* _Data shown_
** begin **

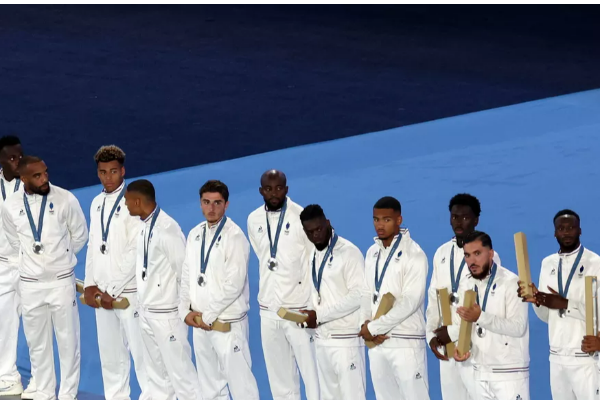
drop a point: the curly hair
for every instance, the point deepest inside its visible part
(110, 153)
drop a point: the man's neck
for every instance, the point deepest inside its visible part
(147, 211)
(569, 249)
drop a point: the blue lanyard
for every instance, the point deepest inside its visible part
(204, 261)
(379, 279)
(17, 185)
(37, 233)
(147, 241)
(273, 245)
(455, 278)
(105, 232)
(317, 280)
(564, 291)
(487, 289)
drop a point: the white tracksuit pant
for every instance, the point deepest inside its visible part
(223, 358)
(457, 380)
(10, 309)
(341, 370)
(288, 348)
(504, 390)
(45, 308)
(119, 334)
(573, 382)
(399, 373)
(168, 358)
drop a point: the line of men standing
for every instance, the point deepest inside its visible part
(136, 251)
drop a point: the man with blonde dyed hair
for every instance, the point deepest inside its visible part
(110, 273)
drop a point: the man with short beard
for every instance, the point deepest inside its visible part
(500, 336)
(46, 224)
(573, 373)
(279, 242)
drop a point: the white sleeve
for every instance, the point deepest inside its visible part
(516, 321)
(413, 296)
(432, 315)
(10, 229)
(126, 263)
(354, 275)
(89, 265)
(236, 273)
(542, 312)
(184, 290)
(173, 242)
(76, 224)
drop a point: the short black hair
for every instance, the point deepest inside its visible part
(311, 212)
(143, 187)
(485, 239)
(465, 199)
(388, 202)
(214, 186)
(26, 160)
(110, 153)
(7, 141)
(564, 212)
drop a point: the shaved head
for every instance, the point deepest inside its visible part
(273, 188)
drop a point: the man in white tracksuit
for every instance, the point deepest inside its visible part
(560, 302)
(110, 274)
(160, 255)
(337, 268)
(448, 272)
(10, 379)
(500, 336)
(46, 224)
(280, 243)
(214, 287)
(396, 264)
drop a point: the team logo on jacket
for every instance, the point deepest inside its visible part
(398, 256)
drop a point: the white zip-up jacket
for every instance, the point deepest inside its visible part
(9, 256)
(406, 280)
(64, 234)
(343, 289)
(113, 272)
(503, 352)
(288, 286)
(159, 294)
(566, 334)
(226, 295)
(440, 278)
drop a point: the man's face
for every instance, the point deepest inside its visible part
(478, 258)
(213, 206)
(462, 220)
(567, 230)
(273, 191)
(111, 175)
(35, 178)
(9, 158)
(317, 231)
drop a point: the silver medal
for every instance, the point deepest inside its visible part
(480, 332)
(454, 298)
(202, 280)
(272, 264)
(38, 248)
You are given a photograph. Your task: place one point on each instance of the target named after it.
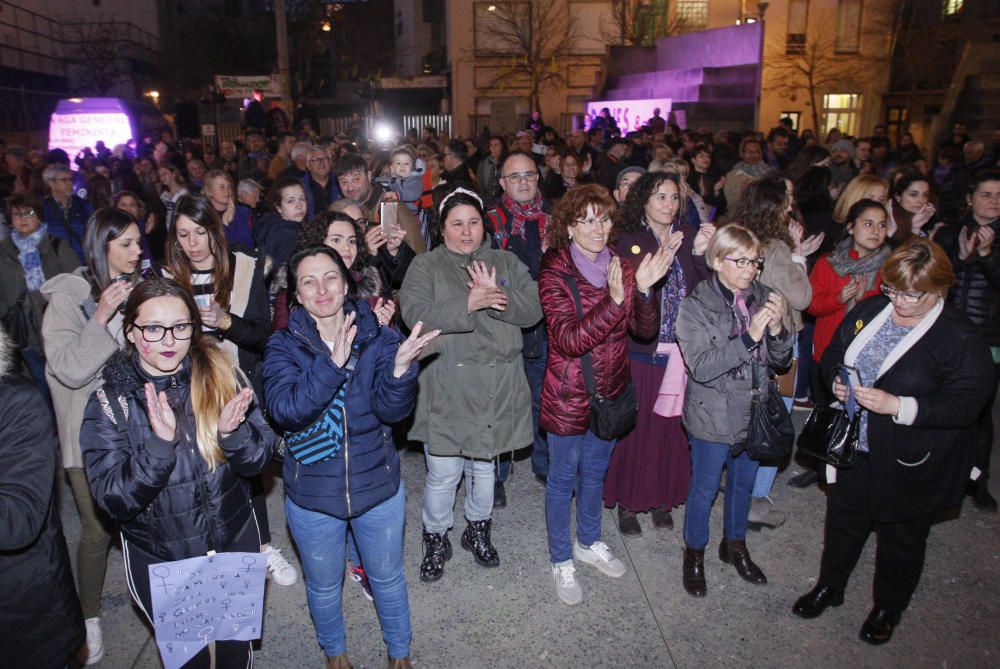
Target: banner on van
(242, 86)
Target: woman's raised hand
(410, 349)
(161, 416)
(483, 290)
(616, 283)
(111, 298)
(384, 310)
(234, 412)
(345, 339)
(654, 266)
(703, 238)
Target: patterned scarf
(524, 212)
(674, 290)
(29, 257)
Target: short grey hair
(729, 239)
(52, 172)
(301, 150)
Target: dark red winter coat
(603, 333)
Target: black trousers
(228, 654)
(899, 557)
(984, 435)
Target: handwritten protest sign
(204, 599)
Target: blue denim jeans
(379, 534)
(534, 370)
(577, 462)
(766, 473)
(707, 460)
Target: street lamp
(761, 8)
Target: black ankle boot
(735, 552)
(437, 551)
(694, 572)
(476, 539)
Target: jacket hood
(6, 354)
(123, 374)
(73, 284)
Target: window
(692, 15)
(848, 26)
(501, 29)
(897, 122)
(798, 15)
(950, 7)
(840, 110)
(795, 116)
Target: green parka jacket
(474, 399)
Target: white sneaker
(279, 569)
(567, 588)
(95, 641)
(599, 555)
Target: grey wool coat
(473, 398)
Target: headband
(455, 192)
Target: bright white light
(382, 132)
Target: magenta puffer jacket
(603, 333)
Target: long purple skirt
(651, 466)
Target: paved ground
(510, 617)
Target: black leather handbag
(610, 418)
(831, 436)
(770, 435)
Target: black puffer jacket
(162, 493)
(41, 624)
(977, 292)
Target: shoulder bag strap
(585, 362)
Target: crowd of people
(180, 316)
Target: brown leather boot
(662, 518)
(338, 662)
(694, 571)
(735, 552)
(628, 523)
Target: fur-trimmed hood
(6, 354)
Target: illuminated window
(848, 26)
(798, 15)
(692, 15)
(841, 110)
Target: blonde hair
(729, 239)
(214, 379)
(856, 190)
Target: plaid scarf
(29, 257)
(524, 212)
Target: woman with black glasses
(169, 438)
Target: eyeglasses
(154, 333)
(905, 296)
(743, 263)
(590, 222)
(518, 177)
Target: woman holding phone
(82, 328)
(924, 374)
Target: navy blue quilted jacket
(300, 380)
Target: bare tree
(99, 51)
(638, 22)
(535, 40)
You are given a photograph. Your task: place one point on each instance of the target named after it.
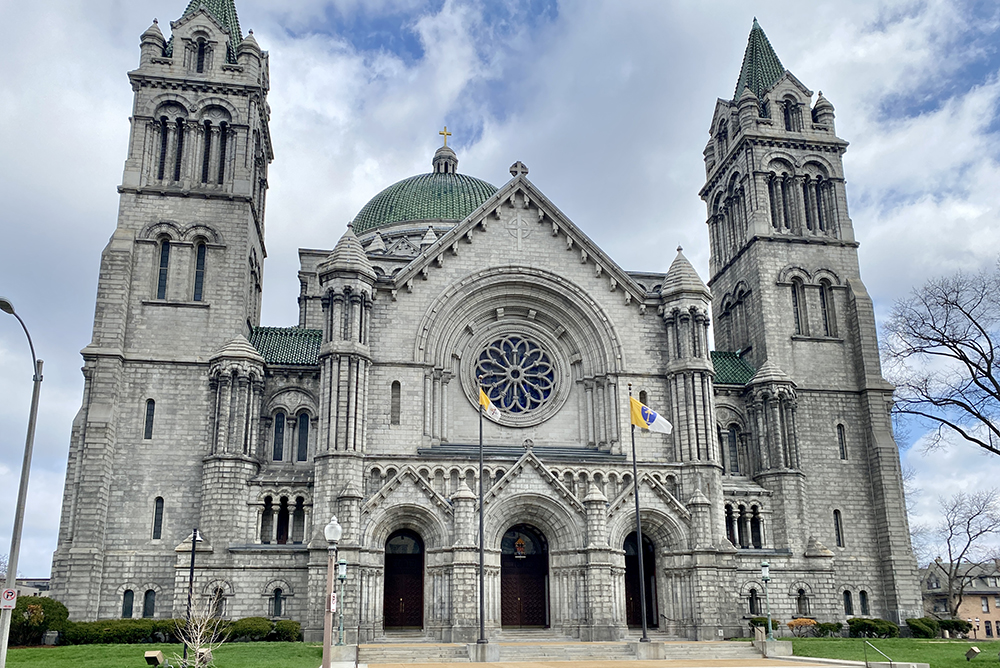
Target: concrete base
(483, 653)
(770, 648)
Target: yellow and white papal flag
(645, 417)
(492, 412)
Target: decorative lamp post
(765, 577)
(22, 491)
(332, 531)
(341, 577)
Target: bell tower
(789, 300)
(179, 280)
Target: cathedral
(196, 415)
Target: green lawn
(938, 653)
(236, 655)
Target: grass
(235, 655)
(938, 653)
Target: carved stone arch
(155, 231)
(828, 274)
(564, 529)
(430, 526)
(196, 231)
(791, 272)
(204, 110)
(668, 533)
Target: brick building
(195, 415)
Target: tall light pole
(332, 531)
(22, 490)
(765, 577)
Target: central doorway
(524, 578)
(633, 613)
(403, 606)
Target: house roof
(287, 345)
(731, 369)
(761, 68)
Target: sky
(607, 102)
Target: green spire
(761, 67)
(224, 12)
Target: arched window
(180, 149)
(799, 307)
(147, 432)
(277, 603)
(158, 518)
(826, 305)
(149, 604)
(217, 608)
(395, 402)
(164, 136)
(278, 451)
(754, 602)
(802, 604)
(128, 597)
(202, 52)
(161, 276)
(199, 272)
(302, 452)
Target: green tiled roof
(730, 368)
(287, 345)
(224, 11)
(424, 197)
(761, 67)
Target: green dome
(434, 196)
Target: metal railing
(867, 645)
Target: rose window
(517, 375)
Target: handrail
(877, 650)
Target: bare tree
(969, 519)
(939, 351)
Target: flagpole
(482, 601)
(638, 528)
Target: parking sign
(8, 599)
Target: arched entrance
(403, 606)
(633, 614)
(524, 577)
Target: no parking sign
(8, 599)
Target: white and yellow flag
(492, 412)
(645, 417)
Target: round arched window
(517, 374)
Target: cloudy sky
(607, 102)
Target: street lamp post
(341, 577)
(332, 531)
(15, 542)
(765, 577)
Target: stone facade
(195, 416)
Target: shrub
(954, 625)
(286, 631)
(801, 627)
(924, 627)
(248, 629)
(33, 616)
(826, 629)
(872, 628)
(762, 622)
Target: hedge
(924, 627)
(33, 616)
(872, 628)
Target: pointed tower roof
(224, 12)
(761, 67)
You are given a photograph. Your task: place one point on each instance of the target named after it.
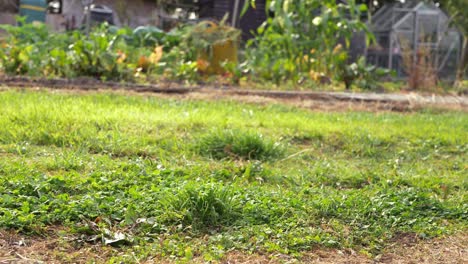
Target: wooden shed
(250, 21)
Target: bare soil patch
(16, 248)
(320, 101)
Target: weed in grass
(202, 207)
(138, 166)
(237, 144)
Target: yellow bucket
(220, 53)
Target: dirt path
(452, 249)
(332, 101)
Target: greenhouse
(415, 38)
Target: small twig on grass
(28, 259)
(297, 153)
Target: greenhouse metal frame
(414, 33)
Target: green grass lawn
(184, 179)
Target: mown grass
(180, 179)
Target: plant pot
(220, 53)
(222, 48)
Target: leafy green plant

** end **

* _Short task_
Above are records with pictures; repeat the records exactly and leave the pictures out.

* _Exercise result_
drop a point: the curly hair
for every instance, the point deepest inside its visible part
(110, 153)
drop a point: the man's neck
for every instance, the point deepest inside its visible part
(147, 211)
(569, 249)
drop a point: the blue lanyard
for every instance, the point deepest inside its visible part
(204, 261)
(379, 279)
(17, 185)
(37, 233)
(147, 241)
(273, 245)
(455, 278)
(105, 232)
(317, 280)
(564, 291)
(487, 289)
drop a point: the white tracksuit pant
for every instance, the point deepest inside its visible part
(223, 358)
(457, 380)
(10, 309)
(341, 370)
(288, 348)
(504, 390)
(45, 308)
(119, 334)
(573, 382)
(399, 373)
(168, 358)
drop a point: the line of men standing
for every instance, the point deepest inside its visible part
(136, 251)
drop a point: the man with blonde dyed hair
for every instance, the point deepest inside its visible part
(110, 273)
drop a point: the man with short beard
for every instance, the point deepest inside its visible part
(500, 336)
(46, 224)
(573, 373)
(279, 242)
drop a point: the white sleeve
for every instance, the point deepest inside its visible part
(516, 321)
(413, 296)
(432, 315)
(10, 229)
(126, 263)
(354, 275)
(89, 265)
(236, 273)
(542, 312)
(184, 290)
(173, 242)
(76, 224)
drop a point: the short black hair
for every instance, the point deepest inside its visible part
(311, 212)
(143, 187)
(485, 239)
(465, 199)
(388, 202)
(214, 186)
(26, 160)
(110, 153)
(7, 141)
(564, 212)
drop a point: the shaved head
for every instance, the point deepest inside its visible part
(273, 188)
drop a point: the man in white tracksuit
for every instance, the point deepest inside its visible part
(560, 302)
(110, 274)
(160, 255)
(337, 268)
(448, 272)
(10, 379)
(500, 336)
(46, 224)
(280, 243)
(214, 287)
(396, 264)
drop a point: the team logo on jacket
for every instance, the point deepest inside its visible part
(398, 256)
drop a point: the white zip-up jacket
for every instance, the point deepest inside its visible part
(9, 256)
(406, 280)
(64, 234)
(343, 289)
(113, 272)
(503, 352)
(288, 286)
(159, 294)
(566, 334)
(226, 295)
(440, 278)
drop a point: the man's face
for every instance, the point deepest inside its visible part
(478, 258)
(213, 206)
(462, 220)
(567, 230)
(273, 191)
(111, 175)
(35, 178)
(9, 158)
(317, 231)
drop a point: the silver medal
for every instance, the point deepest inside its visible part
(480, 332)
(454, 298)
(202, 280)
(272, 264)
(38, 248)
You are given a photograph. Your task: place one point on each instance of the target named after it.
Target: banner on van
(242, 86)
Target: woman's raised hand
(410, 349)
(161, 416)
(483, 290)
(616, 283)
(111, 298)
(384, 310)
(234, 412)
(345, 339)
(654, 266)
(703, 238)
Target: patterned scarf
(524, 212)
(674, 290)
(29, 257)
Target: short grey hair
(729, 239)
(52, 172)
(301, 150)
Target: dark red winter coat
(603, 333)
Target: black trousers
(228, 654)
(899, 557)
(984, 435)
Target: handwritten protest sign
(204, 599)
Target: blue denim jeans
(379, 534)
(534, 370)
(577, 462)
(766, 473)
(707, 460)
Target: street lamp
(761, 8)
Target: black ankle boot
(735, 552)
(437, 551)
(694, 572)
(476, 539)
Target: jacket hood
(6, 354)
(123, 374)
(73, 284)
Target: window
(692, 15)
(848, 26)
(501, 29)
(897, 122)
(798, 15)
(950, 7)
(840, 110)
(795, 116)
Target: green parka jacket
(474, 399)
Target: white sneaker
(279, 569)
(567, 588)
(95, 641)
(599, 555)
Target: grey wool coat
(473, 398)
Target: headband
(455, 192)
Target: bright white light
(382, 132)
Target: magenta puffer jacket
(603, 333)
Target: long purple skirt
(651, 466)
Target: paved ground
(510, 617)
Target: black leather handbag
(610, 418)
(831, 436)
(770, 435)
Target: black puffer jacket
(162, 493)
(41, 624)
(977, 292)
Target: shoulder bag strap
(585, 362)
Target: crowd of people
(180, 316)
Target: brown leather boot
(662, 518)
(338, 662)
(694, 571)
(735, 552)
(628, 523)
Target: fur-trimmed hood
(6, 354)
Target: illuminated window
(848, 26)
(798, 15)
(692, 15)
(841, 110)
Target: blonde hair
(729, 239)
(214, 379)
(856, 190)
Target: plaid scarf
(29, 257)
(524, 212)
Target: woman with black glasses
(169, 438)
Target: eyeglasses
(154, 333)
(905, 296)
(743, 263)
(590, 222)
(518, 177)
Target: woman holding phone
(82, 328)
(924, 374)
Target: navy blue quilted jacket
(300, 380)
Target: bare tree
(99, 51)
(638, 22)
(535, 40)
You are given a photograph. Your task: place one point on each instance of the target named after it.
Target: concrete base
(483, 653)
(770, 648)
Target: yellow and white papal flag
(645, 417)
(492, 412)
Target: decorative lamp post
(765, 577)
(22, 491)
(332, 531)
(341, 577)
Target: bell tower
(789, 300)
(179, 280)
Target: cathedral
(196, 415)
Target: green lawn
(938, 653)
(236, 655)
Target: grass
(235, 655)
(938, 653)
Target: carved stone arch
(155, 231)
(828, 274)
(564, 529)
(430, 526)
(196, 231)
(791, 272)
(204, 110)
(668, 533)
Target: brick building
(195, 415)
Target: tall light pole
(332, 531)
(22, 490)
(765, 577)
Target: central doorway
(524, 578)
(633, 613)
(403, 606)
Target: house roof
(287, 345)
(731, 369)
(761, 68)
Target: sky
(607, 102)
Target: green spire
(761, 67)
(224, 12)
Target: arched window
(180, 149)
(799, 307)
(147, 432)
(277, 603)
(158, 518)
(826, 305)
(149, 604)
(217, 608)
(395, 402)
(164, 136)
(278, 451)
(754, 602)
(802, 604)
(128, 597)
(202, 52)
(161, 276)
(199, 272)
(302, 452)
Target: green tiled roof
(730, 368)
(287, 345)
(224, 11)
(424, 197)
(761, 67)
Target: green dome
(434, 196)
Target: metal railing
(867, 645)
Target: rose window
(517, 375)
Target: handrail
(877, 650)
Target: bare tree
(969, 519)
(939, 351)
Target: flagpole
(482, 601)
(638, 528)
Target: parking sign
(8, 599)
Target: arched entrance
(403, 606)
(633, 614)
(524, 577)
Target: no parking sign
(8, 599)
Target: white and yellow flag
(492, 412)
(645, 417)
Target: round arched window
(517, 374)
Target: cloudy sky
(607, 102)
Target: street lamp post
(341, 577)
(332, 531)
(15, 542)
(765, 577)
Target: stone facade
(195, 416)
Target: shrub
(954, 625)
(286, 631)
(801, 627)
(924, 627)
(248, 629)
(33, 616)
(826, 629)
(872, 628)
(762, 622)
Target: hedge
(924, 627)
(33, 616)
(872, 628)
Target: pointed tower roof
(224, 12)
(761, 67)
You are given a photograph. Your task: place one point on each instance of the target named after it.
Target: wooden shed
(250, 21)
Target: bare soil patch
(16, 248)
(320, 101)
Target: weed in grass
(202, 207)
(138, 166)
(237, 144)
Target: yellow bucket
(220, 53)
Target: dirt path
(452, 249)
(332, 101)
Target: greenhouse
(415, 38)
Target: small twig on grass
(28, 259)
(297, 153)
Target: greenhouse metal frame
(414, 33)
Target: green grass lawn
(184, 179)
Target: mown grass
(180, 179)
Target: plant pot
(220, 53)
(222, 48)
Target: leafy green plant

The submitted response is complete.